YOUR TASKS>
A. In the passage about oyster shell recycling, what are free-floating baby oysters called?
B. Carry on the passage about oyster shell recycling, starting right after its final sentence.

:: EXCERPT PROVIDED ::

Back in the river, free-floating baby oysters called spat will hop on board the oyster shells. The spat attach themselves to the calcium-rich shell remains and begin to grow, forming  new oyster colonies. Old shells are the perfect place to cultivate new oyster growth.

In the creation mandate of Genesis 1:28, God tasks Adam and Eve with caring for His creation: “And God blessed them. And God said to them, ‘Be fruitful and multiply and fill the Earth and subdue it and have dominion over the fish of the sea and over the birds of the heavens and over every living thing that moves on the Earth.’”

With fun names like “Shuck it for Nantucket” and “Shuck, Don’t Chuck,” oyster-saving programs are growing in popularity around the world. “You have the benefit not only of ecological restoration, but [the programs have] kept 65 tons of shells out of landfills,” says Scott Stueber, a fisheries biologist.

:::
:: RECORDED INFORMATION ::

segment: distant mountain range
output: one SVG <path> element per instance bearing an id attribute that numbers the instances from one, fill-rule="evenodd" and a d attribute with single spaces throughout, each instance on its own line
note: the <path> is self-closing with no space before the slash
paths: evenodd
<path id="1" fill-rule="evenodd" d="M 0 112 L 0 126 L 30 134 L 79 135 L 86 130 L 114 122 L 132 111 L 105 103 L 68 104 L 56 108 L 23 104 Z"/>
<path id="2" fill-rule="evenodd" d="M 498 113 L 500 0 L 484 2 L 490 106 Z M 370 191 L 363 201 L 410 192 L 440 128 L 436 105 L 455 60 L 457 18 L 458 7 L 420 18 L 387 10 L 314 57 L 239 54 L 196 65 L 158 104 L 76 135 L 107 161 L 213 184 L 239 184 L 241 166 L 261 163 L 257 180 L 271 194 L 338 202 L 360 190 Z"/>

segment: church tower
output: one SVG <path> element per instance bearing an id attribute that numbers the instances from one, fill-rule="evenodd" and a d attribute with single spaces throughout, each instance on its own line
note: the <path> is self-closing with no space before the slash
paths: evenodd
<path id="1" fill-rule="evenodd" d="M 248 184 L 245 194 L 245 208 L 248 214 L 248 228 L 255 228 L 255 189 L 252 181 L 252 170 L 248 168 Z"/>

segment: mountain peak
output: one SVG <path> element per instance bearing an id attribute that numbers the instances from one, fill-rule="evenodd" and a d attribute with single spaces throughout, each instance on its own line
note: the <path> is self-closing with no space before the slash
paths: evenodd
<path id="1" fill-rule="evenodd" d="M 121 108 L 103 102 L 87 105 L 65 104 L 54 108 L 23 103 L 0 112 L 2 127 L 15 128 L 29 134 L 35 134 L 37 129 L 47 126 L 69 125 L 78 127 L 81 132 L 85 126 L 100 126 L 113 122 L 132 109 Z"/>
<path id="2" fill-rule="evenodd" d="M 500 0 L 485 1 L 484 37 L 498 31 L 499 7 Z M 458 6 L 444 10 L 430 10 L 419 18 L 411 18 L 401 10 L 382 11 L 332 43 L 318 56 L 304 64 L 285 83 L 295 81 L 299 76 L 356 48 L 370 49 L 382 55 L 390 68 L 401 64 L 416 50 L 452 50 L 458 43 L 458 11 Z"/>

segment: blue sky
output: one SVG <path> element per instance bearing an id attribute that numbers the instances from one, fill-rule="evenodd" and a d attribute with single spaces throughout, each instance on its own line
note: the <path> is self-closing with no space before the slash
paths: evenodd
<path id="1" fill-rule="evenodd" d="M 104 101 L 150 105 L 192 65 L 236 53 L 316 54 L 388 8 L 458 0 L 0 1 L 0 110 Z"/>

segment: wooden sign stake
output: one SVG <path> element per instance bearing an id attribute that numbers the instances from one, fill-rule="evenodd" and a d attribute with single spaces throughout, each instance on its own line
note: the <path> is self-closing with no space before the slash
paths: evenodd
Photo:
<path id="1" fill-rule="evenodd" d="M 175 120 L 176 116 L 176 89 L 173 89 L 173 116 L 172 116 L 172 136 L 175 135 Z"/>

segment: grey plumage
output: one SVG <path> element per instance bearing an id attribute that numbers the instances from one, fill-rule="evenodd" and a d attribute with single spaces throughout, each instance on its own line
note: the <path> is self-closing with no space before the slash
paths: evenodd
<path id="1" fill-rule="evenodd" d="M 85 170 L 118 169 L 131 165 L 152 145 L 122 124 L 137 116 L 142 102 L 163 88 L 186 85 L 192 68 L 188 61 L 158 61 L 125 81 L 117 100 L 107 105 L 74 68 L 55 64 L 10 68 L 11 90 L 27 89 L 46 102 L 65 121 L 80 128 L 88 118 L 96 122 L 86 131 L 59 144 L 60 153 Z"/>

:::

ANSWERS TO THIS EXERCISE>
A. Spat

B.
When it’s not feasible to return discarded shells to water, there are other creative ways to recycle them. SeaWool is yarn and fabric made from recycled oyster shells. Crushed shells in chicken feed help hens lay hard-shelled eggs. The calcium and other minerals in the shells make a natural fertilizer for soil. And believe it or not, crumbled oyster shells are as hard as concrete. Literally. Tabby concrete is a mixture of crushed oyster shells, sand, lime, and water. It’s a building material that has been around for hundreds of years. Tabby concrete is easy to use, inexpensive, and impressively strong.